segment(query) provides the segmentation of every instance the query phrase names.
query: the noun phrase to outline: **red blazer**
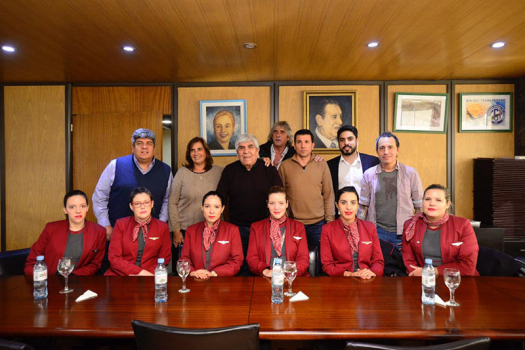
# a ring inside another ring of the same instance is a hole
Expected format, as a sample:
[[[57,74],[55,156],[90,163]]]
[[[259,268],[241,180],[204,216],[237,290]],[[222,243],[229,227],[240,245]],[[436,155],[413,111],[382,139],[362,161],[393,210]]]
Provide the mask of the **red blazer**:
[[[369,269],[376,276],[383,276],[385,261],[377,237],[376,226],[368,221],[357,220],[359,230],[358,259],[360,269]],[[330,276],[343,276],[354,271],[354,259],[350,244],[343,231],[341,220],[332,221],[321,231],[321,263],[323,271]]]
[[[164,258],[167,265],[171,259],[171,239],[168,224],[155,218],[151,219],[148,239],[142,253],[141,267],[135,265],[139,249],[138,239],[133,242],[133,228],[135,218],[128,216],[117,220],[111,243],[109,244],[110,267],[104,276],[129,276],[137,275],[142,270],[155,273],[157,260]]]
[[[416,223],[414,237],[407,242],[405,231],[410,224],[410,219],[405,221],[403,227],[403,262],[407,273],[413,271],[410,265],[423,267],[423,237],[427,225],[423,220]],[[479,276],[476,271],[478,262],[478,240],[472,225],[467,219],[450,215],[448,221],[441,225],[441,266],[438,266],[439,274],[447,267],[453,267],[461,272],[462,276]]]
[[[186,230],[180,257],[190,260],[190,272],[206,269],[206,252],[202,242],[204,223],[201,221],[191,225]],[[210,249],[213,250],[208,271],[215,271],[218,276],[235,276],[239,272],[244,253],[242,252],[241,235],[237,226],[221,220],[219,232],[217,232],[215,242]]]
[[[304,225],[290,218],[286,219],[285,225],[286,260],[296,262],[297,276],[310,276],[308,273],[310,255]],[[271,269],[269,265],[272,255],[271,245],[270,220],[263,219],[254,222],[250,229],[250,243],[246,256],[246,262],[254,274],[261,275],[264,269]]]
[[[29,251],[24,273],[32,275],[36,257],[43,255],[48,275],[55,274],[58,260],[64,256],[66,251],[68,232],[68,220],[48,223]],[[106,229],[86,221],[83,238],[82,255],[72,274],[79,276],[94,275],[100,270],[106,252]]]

☆ ☆ ☆ ☆ ☆

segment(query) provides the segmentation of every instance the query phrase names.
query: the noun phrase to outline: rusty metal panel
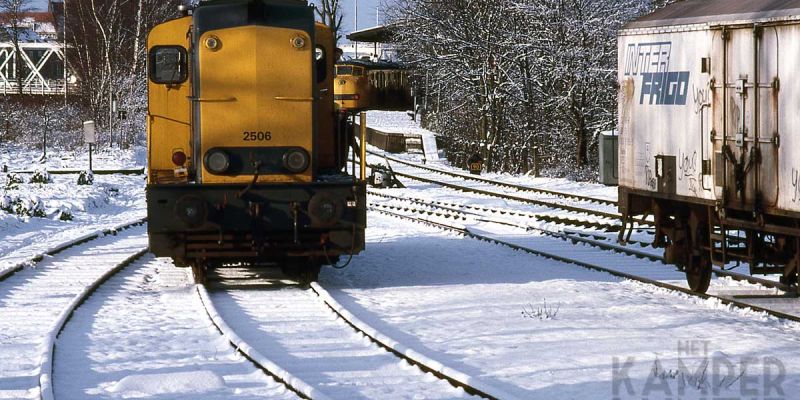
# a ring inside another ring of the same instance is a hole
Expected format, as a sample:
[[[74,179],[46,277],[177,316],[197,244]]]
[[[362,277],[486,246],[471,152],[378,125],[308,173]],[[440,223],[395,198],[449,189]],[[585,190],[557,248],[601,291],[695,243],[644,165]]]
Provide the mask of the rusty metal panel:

☆ ☆ ☆ ☆ ☆

▸ PROBLEM DETAILS: Return, exactly as they stand, the lines above from the one with "query: the noun phrase to outline: rusty" to the one with "Provide the mask of the rusty", omitting any pictures among them.

▸ TASK RESPONSE:
query: the noun phrase to outline: rusty metal panel
# a ring inside another ring of the same instance is a hole
Expected format, as a sample:
[[[74,179],[46,277],[177,316],[197,244]]]
[[[362,277],[486,246],[471,152],[378,125],[308,173]],[[440,223],[395,198],[449,189]],[[585,190],[557,248],[601,291],[695,243],[644,165]]]
Provide the mask of the rusty metal panel:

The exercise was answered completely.